> **Requirements**:
1. Using the thesis abstract, decide whether each statement below agrees with it, answering yes or no and quoting the words that settle it: (a) the focus groups and interviews took place after participants watched Heavenly Creatures; (b) one focus group was made up of young women aged 18 to 30; (c) the thesis rejects Žižek's call for a new Master.
2. Locate each line of the listing that contains the string "snowy", and copy all of those lines.

> **Excerpt provided**:
— Start —
This thesis considers how desire might be theorised in the twenty first century against the backdrop of New Zealand society, culture and film. Methodologically, this exploration is addressed with reference to Žižek’s return to a critique of ideology, whose conceptual basis is drawn from Marx, Althusser and Lacan, and which is significant in its analysis of contemporary desire as emanating from social conditions and constellations of power. Žižek’s challenge to call for a new Master is one that this thesis responds to enthusiastically. Such a response is posited from a location which intersects Lacanian psychoanalysis and sociological theories.
The method this exploration employed focus groups and individual interviews from which talk of desire is constructed and critically explored. Focus groups and individual interviews were conducted following a viewing of the New Zealand film, Heavenly Creatures, which enabled an exploration of how participants offer competing ideological locations which can reveal the hidden and not so hidden mechanisms regulating social relations and ambiguities. The participant profiles of the focus groups were designed around key themes relating to the film: fathers of teenage daughters; those working or heavily involved within the creative industries; young women aged between 18-25; and those who grew up in Christchurch during the 1950’s.
— End —
[Entries from a point-annotation set]
— Start —
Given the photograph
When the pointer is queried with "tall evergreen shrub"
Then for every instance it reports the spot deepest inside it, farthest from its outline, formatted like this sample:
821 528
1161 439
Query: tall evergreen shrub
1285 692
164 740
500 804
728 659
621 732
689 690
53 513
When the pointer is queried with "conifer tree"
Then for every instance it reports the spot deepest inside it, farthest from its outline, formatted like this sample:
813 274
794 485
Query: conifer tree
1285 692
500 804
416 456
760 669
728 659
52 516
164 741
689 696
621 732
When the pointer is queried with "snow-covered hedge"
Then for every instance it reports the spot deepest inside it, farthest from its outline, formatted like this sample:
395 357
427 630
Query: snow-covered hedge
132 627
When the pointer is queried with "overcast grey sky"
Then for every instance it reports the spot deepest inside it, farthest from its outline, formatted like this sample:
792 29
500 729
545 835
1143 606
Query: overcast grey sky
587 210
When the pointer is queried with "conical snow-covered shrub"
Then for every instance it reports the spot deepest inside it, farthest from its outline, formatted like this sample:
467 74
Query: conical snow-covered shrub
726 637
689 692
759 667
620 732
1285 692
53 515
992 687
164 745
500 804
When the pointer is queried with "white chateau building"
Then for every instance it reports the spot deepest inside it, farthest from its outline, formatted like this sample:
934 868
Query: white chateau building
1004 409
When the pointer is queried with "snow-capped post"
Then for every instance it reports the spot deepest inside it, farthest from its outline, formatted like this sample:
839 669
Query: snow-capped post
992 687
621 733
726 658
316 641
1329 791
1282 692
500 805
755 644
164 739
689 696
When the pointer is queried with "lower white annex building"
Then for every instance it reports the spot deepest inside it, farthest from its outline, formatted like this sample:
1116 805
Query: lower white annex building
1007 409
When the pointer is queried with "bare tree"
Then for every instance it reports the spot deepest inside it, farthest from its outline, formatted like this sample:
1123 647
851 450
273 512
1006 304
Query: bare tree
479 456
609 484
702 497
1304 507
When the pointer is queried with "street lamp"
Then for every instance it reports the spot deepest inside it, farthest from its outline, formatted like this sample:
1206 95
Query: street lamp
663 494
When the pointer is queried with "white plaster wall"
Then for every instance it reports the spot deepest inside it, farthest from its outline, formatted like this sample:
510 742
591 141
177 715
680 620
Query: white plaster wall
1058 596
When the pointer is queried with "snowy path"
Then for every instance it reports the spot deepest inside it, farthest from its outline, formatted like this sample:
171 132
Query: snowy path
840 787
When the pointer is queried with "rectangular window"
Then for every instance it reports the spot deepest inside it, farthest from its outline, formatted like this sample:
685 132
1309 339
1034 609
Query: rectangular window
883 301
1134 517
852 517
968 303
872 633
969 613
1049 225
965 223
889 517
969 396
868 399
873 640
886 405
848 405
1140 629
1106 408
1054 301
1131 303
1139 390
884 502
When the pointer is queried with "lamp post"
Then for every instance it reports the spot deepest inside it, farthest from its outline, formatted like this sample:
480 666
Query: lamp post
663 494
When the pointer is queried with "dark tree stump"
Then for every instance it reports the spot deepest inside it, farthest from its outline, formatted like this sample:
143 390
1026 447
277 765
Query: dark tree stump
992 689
— End —
> **Responses in order**:
1.
(a) Yes: "Focus groups and individual interviews were conducted following a viewing of the New Zealand film, Heavenly Creatures"
(b) No: "young women aged between 18-25"
(c) No: "Žižek’s challenge to call for a new Master is one that this thesis responds to enthusiastically."

2.
When the pointer is queried with "snowy path"
Query: snowy path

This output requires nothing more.